### 課題
「Segment white breast」を含む行で始まり「[0,0,1200,696]」を含む行で終わる部分を、「feather」だけを「plume」に差し替えて書き直せ。ほかは一切変えないこと。

### 記録一覧
┄┄┄┄┄┄┄┄┄┄┄┄┄┄┄┄┄┄┄┄

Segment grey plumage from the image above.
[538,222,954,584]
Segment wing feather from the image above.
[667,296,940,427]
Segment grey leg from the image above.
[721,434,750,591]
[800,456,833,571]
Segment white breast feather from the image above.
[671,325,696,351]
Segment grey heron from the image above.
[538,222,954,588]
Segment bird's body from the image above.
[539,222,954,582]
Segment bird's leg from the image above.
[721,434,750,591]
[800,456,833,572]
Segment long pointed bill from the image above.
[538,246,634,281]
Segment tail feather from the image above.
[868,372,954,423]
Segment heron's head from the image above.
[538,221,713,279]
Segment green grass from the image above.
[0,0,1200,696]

┄┄┄┄┄┄┄┄┄┄┄┄┄┄┄┄┄┄┄┄

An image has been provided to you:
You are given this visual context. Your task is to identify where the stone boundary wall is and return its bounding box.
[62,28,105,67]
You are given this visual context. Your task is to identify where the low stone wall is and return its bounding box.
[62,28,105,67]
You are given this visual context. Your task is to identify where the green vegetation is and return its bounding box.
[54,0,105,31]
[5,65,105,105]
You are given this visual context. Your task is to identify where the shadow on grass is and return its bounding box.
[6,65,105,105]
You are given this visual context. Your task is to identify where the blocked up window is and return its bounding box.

┄┄┄┄┄┄┄┄┄┄┄┄┄┄┄┄┄┄┄┄

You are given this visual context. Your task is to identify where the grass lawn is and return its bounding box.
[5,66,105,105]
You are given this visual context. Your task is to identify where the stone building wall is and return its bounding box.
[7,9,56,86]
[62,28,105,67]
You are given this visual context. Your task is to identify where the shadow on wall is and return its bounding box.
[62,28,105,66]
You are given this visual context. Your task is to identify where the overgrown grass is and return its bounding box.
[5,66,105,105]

┄┄┄┄┄┄┄┄┄┄┄┄┄┄┄┄┄┄┄┄

### 回答文
Segment white breast plume from the image above.
[671,325,696,351]
Segment grey heron from the image above.
[538,222,954,588]
Segment bird's body from the image above.
[539,222,954,582]
Segment bird's leg from the image above.
[721,434,750,591]
[800,456,833,572]
Segment long pointed bill from the image above.
[538,246,634,281]
Segment tail plume from the image above.
[868,372,954,423]
Segment heron's head from the image above.
[538,221,713,279]
Segment green grass from the image above.
[0,0,1200,696]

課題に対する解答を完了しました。